*** Block opens ***

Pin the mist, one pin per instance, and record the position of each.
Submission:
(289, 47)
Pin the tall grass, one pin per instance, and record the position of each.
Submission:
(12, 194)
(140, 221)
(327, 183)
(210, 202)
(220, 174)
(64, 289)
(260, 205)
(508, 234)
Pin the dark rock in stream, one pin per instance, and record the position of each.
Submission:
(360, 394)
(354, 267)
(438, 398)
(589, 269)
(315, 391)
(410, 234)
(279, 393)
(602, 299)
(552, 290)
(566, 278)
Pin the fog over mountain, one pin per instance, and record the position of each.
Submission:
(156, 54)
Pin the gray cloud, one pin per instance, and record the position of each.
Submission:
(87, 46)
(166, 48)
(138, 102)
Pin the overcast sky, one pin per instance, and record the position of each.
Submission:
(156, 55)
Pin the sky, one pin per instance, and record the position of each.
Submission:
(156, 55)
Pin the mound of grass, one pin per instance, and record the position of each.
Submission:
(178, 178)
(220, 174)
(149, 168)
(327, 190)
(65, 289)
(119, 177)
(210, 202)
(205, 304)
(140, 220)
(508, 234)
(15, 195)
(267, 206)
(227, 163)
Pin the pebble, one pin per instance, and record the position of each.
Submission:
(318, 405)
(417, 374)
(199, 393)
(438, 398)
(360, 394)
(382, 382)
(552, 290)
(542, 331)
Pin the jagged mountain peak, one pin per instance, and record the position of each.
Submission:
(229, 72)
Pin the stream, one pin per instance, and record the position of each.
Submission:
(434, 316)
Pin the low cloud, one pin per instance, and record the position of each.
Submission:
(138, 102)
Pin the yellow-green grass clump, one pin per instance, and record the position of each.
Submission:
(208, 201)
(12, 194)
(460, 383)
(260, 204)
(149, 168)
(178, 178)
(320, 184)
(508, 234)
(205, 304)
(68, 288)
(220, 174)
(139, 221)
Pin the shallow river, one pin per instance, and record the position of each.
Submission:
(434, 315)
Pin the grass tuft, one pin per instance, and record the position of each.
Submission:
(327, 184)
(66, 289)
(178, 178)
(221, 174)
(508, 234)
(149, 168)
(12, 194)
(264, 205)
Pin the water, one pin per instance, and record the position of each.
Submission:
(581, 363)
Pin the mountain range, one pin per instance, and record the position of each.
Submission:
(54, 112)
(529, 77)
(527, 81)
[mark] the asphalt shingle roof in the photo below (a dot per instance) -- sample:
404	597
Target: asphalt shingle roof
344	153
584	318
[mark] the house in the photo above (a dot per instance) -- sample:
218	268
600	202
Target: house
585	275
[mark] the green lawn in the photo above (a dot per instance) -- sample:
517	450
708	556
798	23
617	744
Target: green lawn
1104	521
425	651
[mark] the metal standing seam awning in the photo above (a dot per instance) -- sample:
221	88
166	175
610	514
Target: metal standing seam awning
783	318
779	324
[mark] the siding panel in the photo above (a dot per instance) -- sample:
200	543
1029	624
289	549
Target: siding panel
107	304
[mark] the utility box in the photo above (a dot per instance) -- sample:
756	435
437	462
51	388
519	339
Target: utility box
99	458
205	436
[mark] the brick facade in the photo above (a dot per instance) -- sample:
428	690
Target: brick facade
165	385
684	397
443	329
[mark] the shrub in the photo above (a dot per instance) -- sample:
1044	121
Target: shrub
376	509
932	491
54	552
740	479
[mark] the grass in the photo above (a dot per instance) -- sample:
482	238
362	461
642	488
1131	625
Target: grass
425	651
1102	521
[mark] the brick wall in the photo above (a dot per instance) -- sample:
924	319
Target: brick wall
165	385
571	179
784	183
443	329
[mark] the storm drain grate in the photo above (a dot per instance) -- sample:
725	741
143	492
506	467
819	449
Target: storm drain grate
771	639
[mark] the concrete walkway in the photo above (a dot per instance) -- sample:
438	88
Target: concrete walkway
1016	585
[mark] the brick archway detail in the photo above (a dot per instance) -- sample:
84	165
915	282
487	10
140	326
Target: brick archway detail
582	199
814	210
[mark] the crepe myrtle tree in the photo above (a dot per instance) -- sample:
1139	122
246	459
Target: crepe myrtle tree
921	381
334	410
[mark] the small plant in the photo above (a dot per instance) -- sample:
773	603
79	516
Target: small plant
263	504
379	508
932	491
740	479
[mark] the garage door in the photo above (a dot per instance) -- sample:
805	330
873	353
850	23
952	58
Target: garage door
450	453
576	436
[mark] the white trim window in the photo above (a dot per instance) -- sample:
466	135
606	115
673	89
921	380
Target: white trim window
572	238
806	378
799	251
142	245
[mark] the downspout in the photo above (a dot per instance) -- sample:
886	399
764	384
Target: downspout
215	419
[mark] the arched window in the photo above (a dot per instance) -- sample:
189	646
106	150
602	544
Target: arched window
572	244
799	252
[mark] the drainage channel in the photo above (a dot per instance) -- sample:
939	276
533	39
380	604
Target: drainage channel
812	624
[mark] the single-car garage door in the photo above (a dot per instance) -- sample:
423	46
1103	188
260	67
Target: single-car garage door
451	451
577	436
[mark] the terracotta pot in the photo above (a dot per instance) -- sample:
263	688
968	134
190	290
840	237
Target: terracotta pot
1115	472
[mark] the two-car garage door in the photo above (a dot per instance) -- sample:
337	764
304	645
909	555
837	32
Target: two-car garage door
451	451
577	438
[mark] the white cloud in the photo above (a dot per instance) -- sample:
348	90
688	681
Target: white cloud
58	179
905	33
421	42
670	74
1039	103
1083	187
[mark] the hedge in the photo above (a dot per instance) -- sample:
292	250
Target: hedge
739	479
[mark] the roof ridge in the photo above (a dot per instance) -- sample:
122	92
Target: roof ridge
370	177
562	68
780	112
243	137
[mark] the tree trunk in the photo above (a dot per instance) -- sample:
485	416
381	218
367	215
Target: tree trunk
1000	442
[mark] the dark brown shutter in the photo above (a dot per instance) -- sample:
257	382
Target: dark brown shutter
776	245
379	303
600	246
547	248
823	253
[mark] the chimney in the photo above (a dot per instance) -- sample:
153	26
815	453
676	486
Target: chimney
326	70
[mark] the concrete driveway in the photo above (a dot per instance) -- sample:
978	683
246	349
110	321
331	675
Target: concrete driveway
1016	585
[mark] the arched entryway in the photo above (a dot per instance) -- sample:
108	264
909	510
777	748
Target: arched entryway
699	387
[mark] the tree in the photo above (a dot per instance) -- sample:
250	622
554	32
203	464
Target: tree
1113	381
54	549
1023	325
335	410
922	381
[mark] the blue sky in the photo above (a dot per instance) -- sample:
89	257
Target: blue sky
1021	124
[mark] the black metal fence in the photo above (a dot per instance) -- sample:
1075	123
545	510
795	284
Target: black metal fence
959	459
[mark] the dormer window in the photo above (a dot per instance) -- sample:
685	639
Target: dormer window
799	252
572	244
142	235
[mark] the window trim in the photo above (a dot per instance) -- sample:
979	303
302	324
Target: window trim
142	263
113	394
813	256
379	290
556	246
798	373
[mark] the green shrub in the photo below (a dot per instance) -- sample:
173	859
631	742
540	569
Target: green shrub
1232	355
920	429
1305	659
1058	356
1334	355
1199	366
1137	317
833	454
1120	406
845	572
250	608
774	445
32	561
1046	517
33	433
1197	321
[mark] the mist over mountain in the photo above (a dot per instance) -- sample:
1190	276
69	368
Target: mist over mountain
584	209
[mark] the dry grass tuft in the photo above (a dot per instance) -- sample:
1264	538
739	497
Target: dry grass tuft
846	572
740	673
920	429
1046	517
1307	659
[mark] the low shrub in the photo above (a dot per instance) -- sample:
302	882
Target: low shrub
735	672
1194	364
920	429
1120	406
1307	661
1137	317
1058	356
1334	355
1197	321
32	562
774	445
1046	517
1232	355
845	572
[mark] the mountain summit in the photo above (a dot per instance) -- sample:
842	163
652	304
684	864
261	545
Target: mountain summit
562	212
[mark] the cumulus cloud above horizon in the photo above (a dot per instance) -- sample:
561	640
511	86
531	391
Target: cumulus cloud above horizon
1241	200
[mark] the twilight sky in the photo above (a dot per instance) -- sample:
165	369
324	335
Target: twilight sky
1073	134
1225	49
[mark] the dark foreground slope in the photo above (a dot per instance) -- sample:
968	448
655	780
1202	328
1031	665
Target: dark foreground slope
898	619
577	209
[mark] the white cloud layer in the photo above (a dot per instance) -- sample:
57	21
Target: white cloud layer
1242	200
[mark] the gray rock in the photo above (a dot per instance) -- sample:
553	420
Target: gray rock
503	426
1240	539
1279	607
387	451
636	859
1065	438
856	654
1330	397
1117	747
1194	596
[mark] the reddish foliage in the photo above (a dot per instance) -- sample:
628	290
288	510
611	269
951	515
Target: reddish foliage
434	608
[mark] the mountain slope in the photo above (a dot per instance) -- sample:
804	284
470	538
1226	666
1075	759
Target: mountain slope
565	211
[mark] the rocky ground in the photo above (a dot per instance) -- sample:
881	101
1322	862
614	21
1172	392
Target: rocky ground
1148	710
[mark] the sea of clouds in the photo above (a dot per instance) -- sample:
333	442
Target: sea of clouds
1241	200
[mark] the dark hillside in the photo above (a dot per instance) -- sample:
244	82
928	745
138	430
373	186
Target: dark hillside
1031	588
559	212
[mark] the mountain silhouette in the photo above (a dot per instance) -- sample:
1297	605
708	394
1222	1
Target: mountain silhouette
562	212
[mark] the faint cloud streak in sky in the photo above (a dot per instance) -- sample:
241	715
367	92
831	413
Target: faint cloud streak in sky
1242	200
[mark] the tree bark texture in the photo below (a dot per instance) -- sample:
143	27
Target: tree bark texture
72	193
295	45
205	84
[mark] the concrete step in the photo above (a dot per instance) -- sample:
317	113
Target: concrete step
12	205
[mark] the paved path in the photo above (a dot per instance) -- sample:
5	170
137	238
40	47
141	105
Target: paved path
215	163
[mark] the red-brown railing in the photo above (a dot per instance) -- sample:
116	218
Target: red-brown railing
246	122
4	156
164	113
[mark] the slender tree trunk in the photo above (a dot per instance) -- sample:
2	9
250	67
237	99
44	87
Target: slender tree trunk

*** Block closes ***

TASK DESCRIPTION: The string "below" marks the lines to return from the material. Copy each one.

YOUR RESPONSE:
[mark] the asphalt shingle roof in the photo below (a dot per instance) -- sample:
[mark] the green shrub in the photo below (a dot per instance) -- sample:
[mark] the tree bark texture in the photo below (a dot per instance) -- sample:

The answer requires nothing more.